** Page excerpt follows **

Does the history of our languages match the history of our genes? Charles Darwin thought yes, others said no. An interdisciplinary team of researchers from the Max Planck Institute for Evolutionary Anthropology, the University of Zurich and Harvard University has put together GeLaTo, a global database linking linguistic and genetic data. They found a large number of matches but also widespread and systematic mismatches.
More than 7000 languages are spoken in the world. This linguistic diversity is transmitted from one generation to the next, as we learn the language of our parents. The transmission of languages can be compared to the transmission of biological traits and genes, suggesting similar evolutionary paths. However, languages can be learned not only from the parents, but also from other groups and peers. Are languages and genes tied together in human history? A new study tested this for the first time on a global scale.

** End of Page excerpt **
** Data under study follows **

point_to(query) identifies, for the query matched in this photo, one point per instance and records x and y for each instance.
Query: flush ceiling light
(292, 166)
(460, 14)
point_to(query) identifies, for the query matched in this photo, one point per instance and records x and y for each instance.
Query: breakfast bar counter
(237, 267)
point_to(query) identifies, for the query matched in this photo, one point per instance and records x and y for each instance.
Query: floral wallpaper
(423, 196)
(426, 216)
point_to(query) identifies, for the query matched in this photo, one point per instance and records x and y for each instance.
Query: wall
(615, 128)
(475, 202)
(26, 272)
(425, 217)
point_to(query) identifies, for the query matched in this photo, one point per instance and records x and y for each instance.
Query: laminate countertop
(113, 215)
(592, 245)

** End of Data under study **
** Data under study follows **

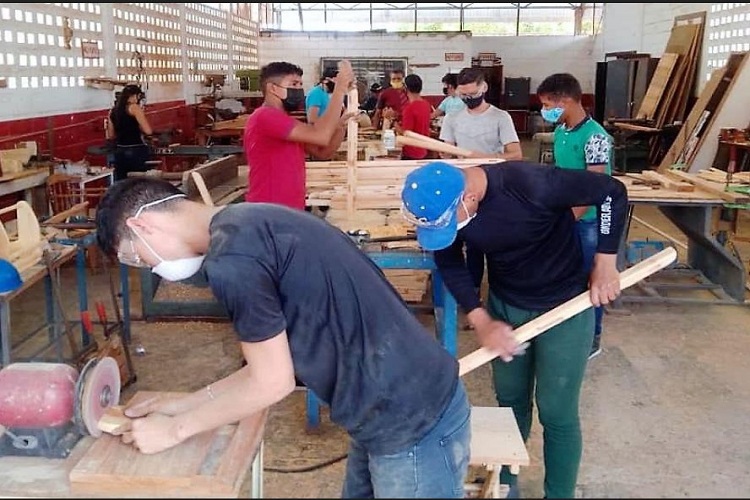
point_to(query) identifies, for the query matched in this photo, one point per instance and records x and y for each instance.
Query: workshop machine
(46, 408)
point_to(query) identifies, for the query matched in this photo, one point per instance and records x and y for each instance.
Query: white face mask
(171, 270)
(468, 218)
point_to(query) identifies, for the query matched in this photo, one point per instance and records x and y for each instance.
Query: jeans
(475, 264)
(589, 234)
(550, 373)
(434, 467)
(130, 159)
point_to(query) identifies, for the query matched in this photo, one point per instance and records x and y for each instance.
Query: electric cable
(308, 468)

** End of Data under study **
** Data under study follows **

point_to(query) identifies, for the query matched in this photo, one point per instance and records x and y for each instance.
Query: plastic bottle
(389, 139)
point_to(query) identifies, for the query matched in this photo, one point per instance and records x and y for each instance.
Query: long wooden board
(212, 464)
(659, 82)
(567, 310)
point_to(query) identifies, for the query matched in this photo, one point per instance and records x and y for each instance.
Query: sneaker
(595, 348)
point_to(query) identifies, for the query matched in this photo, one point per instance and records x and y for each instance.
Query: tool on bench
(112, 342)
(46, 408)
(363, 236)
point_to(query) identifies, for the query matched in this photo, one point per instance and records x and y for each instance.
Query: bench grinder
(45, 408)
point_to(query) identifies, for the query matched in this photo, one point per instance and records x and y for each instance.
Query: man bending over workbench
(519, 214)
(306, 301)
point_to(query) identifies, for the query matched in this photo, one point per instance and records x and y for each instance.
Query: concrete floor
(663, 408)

** End of Data under study **

Exercise 1: According to the text on languages and genes, researchers from which institutions assembled the GeLaTo database?
Exercise 2: Continue the text on the history of languages and genes from its last sentence.

Answer section 1: The Max Planck Institute for Evolutionary Anthropology, the University of Zurich and Harvard University.

Answer section 2:
A joint venture initiated by the Max Planck Institute for Evolutionary Anthropology in Leipzig in collaboration with the University of Zurich and Harvard University has created a database with the tasty name GeLaTo (GEnes and LAnguages TOgether) – the Italian term for ice cream – that combines genomic and linguistic data to study the global evolution of language. In this new study, the researchers examined and quantified the extent to which the linguistic and genetic histories of populations coincided.
“We focused for the first time on gene-language mismatches, cases where the biological and linguistic patterns differed: how often and where do they occur, which types can we identify”, said Chiara Barbieri, a geneticist from the University of Zurich who led the study. “It is clear that people who speak related languages tend to be genetically related, confirming a shared biological and cultural history. But this is not always the case: about every fifth gene-language relation in our database is a mismatch, and they occur worldwide.”
Mismatches between genetics and linguistics
Most mismatches result from populations shifting to the language of a neighbouring population that is genetically different. The case of people who maintain an original linguistic identity despite genetic assimilation with their neighbours is rarer, but does occur as well. For example, the Hungarian people are genetically similar to their neighbours, but their language is related to languages of Siberia.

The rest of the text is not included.